> _Tasks to carry out_:
[1] According to the article on the ECB's Hundred proposal, who chairs the PCA?
[2] Translate this sentence from the article on the ECB's Hundred proposal into Spanish: "Supporters boycotting the event therefore won't have any impact."
[3] Carry on the article about the ECB's Hundred proposal from its final sentence.

> _Reading text_:
::::::::::
Help Us Daryl, You’re Our Only Hope

For those of us who have loved and cherished county cricket all our lives, the ECB’s new Hundred proposal (or Harrison’s Harebrained Hundred as I like to call it) is probably our darkest hour. We need help to stop this monstrosity that takes the money we’ve all invested in the game – through ticket purchases and Sky subscriptions – and then spends it on a competition that isn’t for us.

The Hundred is a terrible concept that ignores and quite frankly insults existing cricket fans. It takes the best players away from the forms of cricket that are for us (the county championship and / or the domestic 50 over competition) and may also threaten the counties’ relevance and therefore the whole fabric of our existing domestic structure.

I was therefore encouraged to read, as I’m sure many of you were, that the PCA could end up blocking the new tournament (henceforth referred to as HHH). According to the PCA chairman Daryl Mitchell, a county stalwart and much respected former captain of Worcestershire, the players are somewhat nonplussed at the idea of HHH and have major concerns. Although Mitchell was diplomatic in his language, one sentence really resonated: “there is no competition without any players”.

Could the PCA lead a players revolt that blocks HHH? I would think it’s very unlikely. The players are paid by their counties who in turn receive a major part of their funding from the ECB. Several players will also earn an absolute killing from the event. Indeed, the ECB have quite wilily suggested that a place in each HHH squad could be reserved for standout performers in The Blast; therefore unheralded players who missed out on the draft could yet get a taste of the HHH pie.

Having said that, however, the players seem well in tune with the fans on this one. Mitchell reiterated that the PCA is still “very keen that the pinnacle of the domestic game is the Championship and the pinnacle of the international game is Test cricket”. This would have been music to most cricket supporters’ ears. What’s more, every little surely counts. It would definitely be harder to the ECB to progress HHH if the players, as well as the supporters, were opposed to the idea. After all, who wants to watch cricket involving players who aren’t invested in the action?

Consequently, it’s quite possible that the PCA is our best hope of stopping this horrendous bastard of a competition. It’s very hard for us supporters to do anything because the ECB can simply say “it’s not for you”. Supporters boycotting the event therefore won’t have any impact. In fact, the ECB are probably aware that they’ve alienated most existing fans and therefore they won’t be counting on us to boost attendances anyway.

The players, however, are a different matter entirely. The ECB actually need the players; therefore they’re much harder to ignore and they can’t simply be told to pipe down.

There is one other hope that I should mention, however. And that’s the ECB’s own incompetence. Check out this little nugget from Mitchell’s statement:

“The likes of Root and Stokes will be allocated to a team for marketing purposes, but they won’t be playing. The ECB made the point that this new audience won’t necessarily know who Stokes and Root are anyway”.

With logic like this there’s every chance that the ECB will end up defeating itself. Perhaps we should just lie back, watch the suits tie themselves up in knots, and enjoy the show as the whole sorry idea collapses on its arse.

Unfortunately, however, English cricket cannot afford for this event to fail. The stakes are simply too high. So help us Obi Wan Daryl, you’re our only hope. Someone inside cricket has to restore a little sanity somewhere along the line.
::::::::::
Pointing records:
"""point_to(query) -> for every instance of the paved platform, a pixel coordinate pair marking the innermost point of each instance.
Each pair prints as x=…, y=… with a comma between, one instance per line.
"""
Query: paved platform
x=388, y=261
::::::::::
> _Answers to each task_:
[1] Daryl Mitchell, a former captain of Worcestershire.

[2] Por lo tanto, que los aficionados boicoteen el evento no tendrá ningún impacto.

[3]
James Morgan

27 comments

  • If T 20 doesn’t bring in the required “low attention span audience” how on earth is a new competition along similar lines going to do it. The county championship continues to be undermined and underestimated by the ECB. There has always been a tremendous latent interest in county cricket , as the number of hits on the BBC website would indicate.There is lack of balance in the cricket fixtures which most cricket fans find most saddening. Why oh why do we need a one day competition between England and Australia in June? No don’t bother answering that………..

  • You are right James. Daryl Mitchell and the PCA are our only chance of finding some sort of solution to this ludicrous 100 ball pie in the sky effort. As has been said over and over the money should have gone to the Blast, providing the ECB allowed it to remain uncorrupted. With the help of the PCA perhaps the ECB could come up with a game of cricket relevant to all of us although I’m very happy with test cricket and the County Championship as it is. T20 and the ODI’s adequately fill any gaps that remain. I cannot see the need for another format in an already overcrowded schedule.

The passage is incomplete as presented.